- [The request]: Arrange every line of the items below as a Markdown table with two columns, Row and Line, numbering the rows in order and leaving out blank lines.

——

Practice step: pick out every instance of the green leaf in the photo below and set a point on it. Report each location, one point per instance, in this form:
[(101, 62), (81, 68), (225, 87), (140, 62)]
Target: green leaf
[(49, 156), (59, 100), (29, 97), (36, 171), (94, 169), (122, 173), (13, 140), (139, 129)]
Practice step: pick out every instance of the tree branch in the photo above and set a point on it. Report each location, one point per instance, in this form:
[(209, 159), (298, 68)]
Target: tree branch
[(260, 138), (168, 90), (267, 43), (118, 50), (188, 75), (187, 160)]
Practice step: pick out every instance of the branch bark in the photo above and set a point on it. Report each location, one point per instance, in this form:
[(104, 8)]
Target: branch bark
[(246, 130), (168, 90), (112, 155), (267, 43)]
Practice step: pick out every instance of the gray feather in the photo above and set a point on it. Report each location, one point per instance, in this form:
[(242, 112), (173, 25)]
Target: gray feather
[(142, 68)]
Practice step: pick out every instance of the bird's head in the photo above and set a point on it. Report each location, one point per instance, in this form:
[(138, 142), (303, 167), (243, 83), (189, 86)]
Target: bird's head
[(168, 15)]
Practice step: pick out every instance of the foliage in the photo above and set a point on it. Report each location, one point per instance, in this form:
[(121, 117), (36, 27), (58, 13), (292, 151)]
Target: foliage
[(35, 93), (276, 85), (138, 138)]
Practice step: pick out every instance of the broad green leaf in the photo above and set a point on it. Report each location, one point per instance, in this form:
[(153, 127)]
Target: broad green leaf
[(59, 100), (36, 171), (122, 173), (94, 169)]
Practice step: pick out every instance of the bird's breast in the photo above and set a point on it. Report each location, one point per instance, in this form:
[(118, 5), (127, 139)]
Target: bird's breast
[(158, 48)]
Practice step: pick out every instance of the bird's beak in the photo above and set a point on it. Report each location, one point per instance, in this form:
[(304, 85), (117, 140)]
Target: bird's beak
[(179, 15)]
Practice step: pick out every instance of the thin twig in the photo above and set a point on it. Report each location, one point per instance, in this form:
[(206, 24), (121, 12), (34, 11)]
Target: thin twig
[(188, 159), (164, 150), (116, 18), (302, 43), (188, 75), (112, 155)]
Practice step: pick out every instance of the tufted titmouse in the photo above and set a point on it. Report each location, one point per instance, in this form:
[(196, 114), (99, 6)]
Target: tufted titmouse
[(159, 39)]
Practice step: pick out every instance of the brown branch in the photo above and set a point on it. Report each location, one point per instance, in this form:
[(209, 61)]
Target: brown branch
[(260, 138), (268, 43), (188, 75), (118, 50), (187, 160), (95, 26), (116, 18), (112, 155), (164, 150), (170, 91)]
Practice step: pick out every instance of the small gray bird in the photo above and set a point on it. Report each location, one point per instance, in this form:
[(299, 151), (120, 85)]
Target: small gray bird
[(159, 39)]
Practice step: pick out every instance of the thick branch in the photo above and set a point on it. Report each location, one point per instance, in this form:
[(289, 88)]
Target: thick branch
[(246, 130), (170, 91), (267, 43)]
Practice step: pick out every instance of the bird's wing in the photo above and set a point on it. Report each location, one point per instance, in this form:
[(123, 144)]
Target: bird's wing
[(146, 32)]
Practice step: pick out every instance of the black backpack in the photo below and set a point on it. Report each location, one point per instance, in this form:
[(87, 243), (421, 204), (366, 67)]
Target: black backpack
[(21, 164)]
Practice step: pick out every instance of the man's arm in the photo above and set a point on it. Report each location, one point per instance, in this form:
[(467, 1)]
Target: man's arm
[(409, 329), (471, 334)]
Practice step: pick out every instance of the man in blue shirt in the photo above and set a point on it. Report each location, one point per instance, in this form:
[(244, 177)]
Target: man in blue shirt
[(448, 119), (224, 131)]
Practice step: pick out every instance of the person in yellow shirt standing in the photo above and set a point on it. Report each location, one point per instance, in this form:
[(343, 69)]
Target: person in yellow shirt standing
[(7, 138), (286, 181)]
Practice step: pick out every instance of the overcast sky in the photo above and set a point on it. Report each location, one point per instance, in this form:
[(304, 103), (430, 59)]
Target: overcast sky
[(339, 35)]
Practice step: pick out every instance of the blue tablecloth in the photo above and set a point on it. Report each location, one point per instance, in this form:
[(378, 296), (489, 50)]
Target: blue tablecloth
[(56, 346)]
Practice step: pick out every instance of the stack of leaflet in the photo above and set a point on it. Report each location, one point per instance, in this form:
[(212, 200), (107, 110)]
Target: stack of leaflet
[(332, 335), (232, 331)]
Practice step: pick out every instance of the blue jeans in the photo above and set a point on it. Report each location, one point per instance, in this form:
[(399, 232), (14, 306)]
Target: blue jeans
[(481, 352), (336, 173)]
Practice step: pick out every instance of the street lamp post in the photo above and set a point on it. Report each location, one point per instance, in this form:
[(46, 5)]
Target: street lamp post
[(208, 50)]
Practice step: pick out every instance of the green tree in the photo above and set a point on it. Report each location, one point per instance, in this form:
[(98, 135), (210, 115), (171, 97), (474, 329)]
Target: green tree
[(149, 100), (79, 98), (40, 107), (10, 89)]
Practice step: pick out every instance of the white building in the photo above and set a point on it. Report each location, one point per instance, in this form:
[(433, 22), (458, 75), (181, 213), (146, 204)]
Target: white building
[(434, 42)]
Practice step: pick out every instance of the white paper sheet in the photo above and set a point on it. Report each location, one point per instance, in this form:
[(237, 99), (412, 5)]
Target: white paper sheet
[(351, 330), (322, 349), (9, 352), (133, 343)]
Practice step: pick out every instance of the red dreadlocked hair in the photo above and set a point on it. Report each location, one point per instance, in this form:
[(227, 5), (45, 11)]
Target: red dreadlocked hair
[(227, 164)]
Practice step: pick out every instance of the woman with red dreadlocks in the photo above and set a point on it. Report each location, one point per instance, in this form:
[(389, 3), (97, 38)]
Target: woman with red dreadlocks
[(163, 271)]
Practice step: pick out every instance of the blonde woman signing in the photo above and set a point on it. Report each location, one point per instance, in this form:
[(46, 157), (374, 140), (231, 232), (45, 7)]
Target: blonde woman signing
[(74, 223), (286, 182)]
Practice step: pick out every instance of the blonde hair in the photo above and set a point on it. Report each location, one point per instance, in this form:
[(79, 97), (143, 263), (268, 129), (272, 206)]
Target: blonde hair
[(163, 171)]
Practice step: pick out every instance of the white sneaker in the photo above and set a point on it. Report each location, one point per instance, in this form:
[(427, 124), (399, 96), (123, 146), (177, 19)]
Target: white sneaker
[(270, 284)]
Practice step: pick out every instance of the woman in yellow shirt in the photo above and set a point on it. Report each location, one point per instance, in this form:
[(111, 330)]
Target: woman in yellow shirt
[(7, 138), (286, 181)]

——

- [Result below]:
| Row | Line |
|---|---|
| 1 | Practice step: pick out every instance of the green leaf in the photo below and set a point on it. Report each location, one point per instance, in this form: |
| 2 | [(101, 62), (81, 68), (225, 87), (140, 62)] |
| 3 | Target: green leaf |
| 4 | [(49, 156), (59, 100), (29, 97), (36, 171), (94, 169), (122, 173), (13, 140), (139, 129)] |
| 5 | Practice step: pick out every instance of the tree branch in the photo above and set a point on it. Report each location, one point per instance, in this form: |
| 6 | [(209, 159), (298, 68)] |
| 7 | Target: tree branch |
| 8 | [(260, 138), (168, 90), (267, 43), (118, 50), (188, 75), (187, 160)] |
| 9 | Practice step: pick out every instance of the branch bark in the photo above and set a point on it. Report each location, one point per instance, in this form: |
| 10 | [(104, 8)] |
| 11 | Target: branch bark |
| 12 | [(246, 130), (168, 90), (112, 155), (267, 43)] |
| 13 | Practice step: pick out every instance of the gray feather in the photo above and set a point on it. Report each location, one point per instance, in this form: |
| 14 | [(242, 112), (173, 25)] |
| 15 | Target: gray feather |
| 16 | [(142, 68)] |
| 17 | Practice step: pick out every instance of the bird's head in the photo above and set a point on it. Report each location, one point per instance, in this form: |
| 18 | [(138, 142), (303, 167), (243, 83), (189, 86)] |
| 19 | Target: bird's head |
| 20 | [(168, 15)] |
| 21 | Practice step: pick out every instance of the foliage in the photo above and set a point on it. Report each location, one point per instance, in this form: |
| 22 | [(121, 117), (36, 27), (58, 13), (292, 151)] |
| 23 | Target: foliage |
| 24 | [(35, 93), (276, 85), (138, 138)] |
| 25 | Practice step: pick out every instance of the broad green leaf in the photo above and set a point on it. Report each location, one point per instance, in this form: |
| 26 | [(153, 127)] |
| 27 | Target: broad green leaf |
| 28 | [(59, 100), (36, 171), (122, 173), (94, 169)] |
| 29 | Practice step: pick out every instance of the bird's breast in the photo above and set a point on it. Report each location, one point per instance, in this form: |
| 30 | [(118, 5), (127, 139)] |
| 31 | Target: bird's breast |
| 32 | [(158, 48)] |
| 33 | Practice step: pick out every instance of the bird's beak in the photo above and set a point on it. Report each location, one point per instance, in this form: |
| 34 | [(304, 85), (117, 140)] |
| 35 | Target: bird's beak |
| 36 | [(179, 15)] |
| 37 | Practice step: pick out every instance of the thin twig in the photo above and set a point on it. Report each location, one point per instance, in this form: |
| 38 | [(206, 24), (121, 12), (34, 11)] |
| 39 | Target: thin twig |
| 40 | [(188, 159), (164, 150), (116, 18), (302, 43), (188, 75), (112, 155)] |
| 41 | Practice step: pick out every instance of the tufted titmouse in the photo above and set a point on it. Report each location, one point per instance, in this form: |
| 42 | [(196, 114), (99, 6)] |
| 43 | Target: tufted titmouse |
| 44 | [(159, 39)] |
| 45 | Practice step: pick out every instance of the brown branch in the photo above and set a point on it. Report each location, one point per instance, in this form: |
| 46 | [(209, 61)] |
| 47 | Target: brown branch |
| 48 | [(260, 138), (268, 43), (188, 75), (118, 50), (187, 160), (95, 26), (116, 18), (112, 155), (164, 150), (170, 91)] |
| 49 | Practice step: pick out every instance of the small gray bird in the photo above and set a point on it. Report each location, one point per instance, in this form: |
| 50 | [(299, 151), (120, 85)] |
| 51 | Target: small gray bird |
| 52 | [(159, 39)] |
| 53 | Practice step: pick out every instance of the thick branch in the photo above and set a point on it. Report each location, one point per instance, in this form: |
| 54 | [(289, 88)] |
| 55 | Target: thick branch |
| 56 | [(246, 130), (170, 91), (267, 43)] |
| 57 | Practice step: pick out every instance of the bird's wing in the photo above and set a point on it. Report each location, one point per instance, in this form: |
| 58 | [(123, 144)] |
| 59 | Target: bird's wing |
| 60 | [(146, 32)] |
| 61 | Practice step: pick out every instance of the black backpack in the photo below and set a point on it. Report each location, one point per instance, in this form: |
| 62 | [(87, 243), (421, 204), (366, 67)] |
| 63 | Target: black backpack |
| 64 | [(21, 164)] |
| 65 | Practice step: pick out every instance of the man's arm in the photo above and set a point on it. Report each location, one point per instance, in this form: |
| 66 | [(467, 1)] |
| 67 | Target: man's arm |
| 68 | [(409, 329), (471, 334)] |
| 69 | Practice step: pick out every instance of the man in blue shirt in the photo above and set a point on it. Report each location, one point per instance, in this form: |
| 70 | [(244, 177)] |
| 71 | Target: man in blue shirt |
| 72 | [(448, 119), (224, 131)] |
| 73 | Practice step: pick out every instance of the person in yellow shirt standing in the photo above and set a point on it. Report each location, one point per instance, in this form: |
| 74 | [(343, 69)] |
| 75 | Target: person in yellow shirt standing |
| 76 | [(7, 138), (286, 181)] |
| 77 | Practice step: pick out every instance of the overcast sky in the photo above and set a point on it. Report each location, one point per instance, in this form: |
| 78 | [(304, 103), (430, 59)] |
| 79 | Target: overcast sky |
| 80 | [(339, 35)] |
| 81 | Practice step: pick out every instance of the blue tablecloth in the photo above and set a point on it. Report each location, one point per instance, in this form: |
| 82 | [(378, 296), (489, 50)] |
| 83 | Target: blue tablecloth |
| 84 | [(56, 346)] |
| 85 | Practice step: pick out every instance of the stack of leaflet in the photo above and set a point on it. Report each location, one point per instance, in this form: |
| 86 | [(212, 200), (107, 110)] |
| 87 | Target: stack of leaflet |
| 88 | [(332, 335), (232, 331)] |
| 89 | Practice step: pick out every instance of the blue jeans in the photo above and set a point on it. Report each location, one point per instance, in this form: |
| 90 | [(399, 232), (14, 306)] |
| 91 | Target: blue jeans |
| 92 | [(481, 352), (336, 173)] |
| 93 | Practice step: pick out every instance of the street lamp post in the photo above and set a point on it. Report each location, one point per instance, in this form: |
| 94 | [(46, 5)] |
| 95 | Target: street lamp post |
| 96 | [(208, 50)] |
| 97 | Practice step: pick out every instance of the green tree in the photo above and set a point on it. Report each location, one point per instance, in this form: |
| 98 | [(98, 135), (210, 115), (171, 97), (474, 329)] |
| 99 | Target: green tree |
| 100 | [(149, 100), (79, 98), (40, 107), (10, 89)] |
| 101 | Practice step: pick out every instance of the white building in the photo above and set a point on it. Report each location, one point per instance, in this form: |
| 102 | [(433, 22), (458, 75), (181, 213), (146, 204)] |
| 103 | Target: white building |
| 104 | [(434, 42)] |
| 105 | Practice step: pick out every instance of the white paper sheet in the photo above and set a point on it. Report each location, one point per instance, in this form: |
| 106 | [(237, 99), (412, 5)] |
| 107 | Target: white paper sheet |
| 108 | [(351, 330), (322, 349), (9, 352), (133, 343)] |
| 109 | Practice step: pick out every instance of the red dreadlocked hair in the photo above and set a point on it. Report each location, one point per instance, in this form: |
| 110 | [(227, 5), (45, 11)] |
| 111 | Target: red dreadlocked hair |
| 112 | [(227, 164)] |
| 113 | Practice step: pick out every instance of the woman with red dreadlocks in the photo above and set a point on it. Report each location, one point per instance, in this form: |
| 114 | [(389, 3), (97, 38)] |
| 115 | Target: woman with red dreadlocks |
| 116 | [(163, 271)] |
| 117 | Practice step: pick out every instance of the blonde woman signing in the photo above and set a point on it. Report each location, one point per instance, in this form: |
| 118 | [(46, 157), (374, 140), (231, 232), (45, 7)] |
| 119 | Target: blonde woman signing |
| 120 | [(74, 223), (286, 182)] |
| 121 | Practice step: pick out every instance of the blonde hair in the photo above and set a point on it. Report each location, one point per instance, in this form: |
| 122 | [(79, 97), (143, 263), (268, 129), (272, 206)] |
| 123 | Target: blonde hair |
| 124 | [(163, 171)] |
| 125 | Practice step: pick out every instance of the white sneaker in the photo above and set a point on it. Report each location, one point per instance, in this form: |
| 126 | [(427, 124), (399, 96), (123, 146), (177, 19)] |
| 127 | Target: white sneaker |
| 128 | [(270, 284)] |
| 129 | Practice step: pick out every instance of the woman in yellow shirt in the photo above and set a point on it. Report each location, one point per instance, in this form: |
| 130 | [(111, 330)] |
| 131 | Target: woman in yellow shirt |
| 132 | [(7, 138), (286, 181)] |